Alert only on relevant GCP error in slack #243

Closed pankajastro closed 6 months ago

pankajastro commented 8 months ago

Recently, we integrated GCP error log alerts into our monitoring channel, and since then, the channel has been flooded with alert messages. Upon reviewing the logs, it seems that the errors may not be relevant. I suggest we investigate the possibility of configuring alerts to notify only for errors that are pertinent to our operations

slack event: https://astronomer.slack.com/archives/C063391HTGA/p1704172035215369

log explorer in case want to check error on which it alert update project link

https://console.cloud.google.com/logs/query;query=severity%3DERROR%20severity%3E%3DDEFAULT;pinnedLogId=2023-12-30T11:29:25.071199Z%2F-sa93vce1q57e;cursorTimestamp=2023-12-30T11:29:25.825394Z;aroundTime=2023-12-30T11:29:25.071199Z;duration=PT1H?project=-

pankajkoti commented 8 months ago

This was configured on 30th December. And there are 4 alerts till now in 4 days in the Slack channel. It sends an error whenever there is an ERROR log in the application.

#### DIRECTIVE
Copy the GCP alert thread again, starting at "log explorer in" and ending at "in the application.", and substitute "service" for "application".

#### DATASET SECTION
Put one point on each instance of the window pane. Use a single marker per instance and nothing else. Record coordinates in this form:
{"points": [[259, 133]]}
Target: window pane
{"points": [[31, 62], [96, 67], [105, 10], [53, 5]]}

#### TASK ANSWER
log explorer in case want to check error on which it alert update project link

https://console.cloud.google.com/logs/query;query=severity%3DERROR%20severity%3E%3DDEFAULT;pinnedLogId=2023-12-30T11:29:25.071199Z%2F-sa93vce1q57e;cursorTimestamp=2023-12-30T11:29:25.825394Z;aroundTime=2023-12-30T11:29:25.071199Z;duration=PT1H?project=-

pankajkoti commented 8 months ago

This was configured on 30th December. And there are 4 alerts till now in 4 days in the Slack channel. It sends an error whenever there is an ERROR log in the service.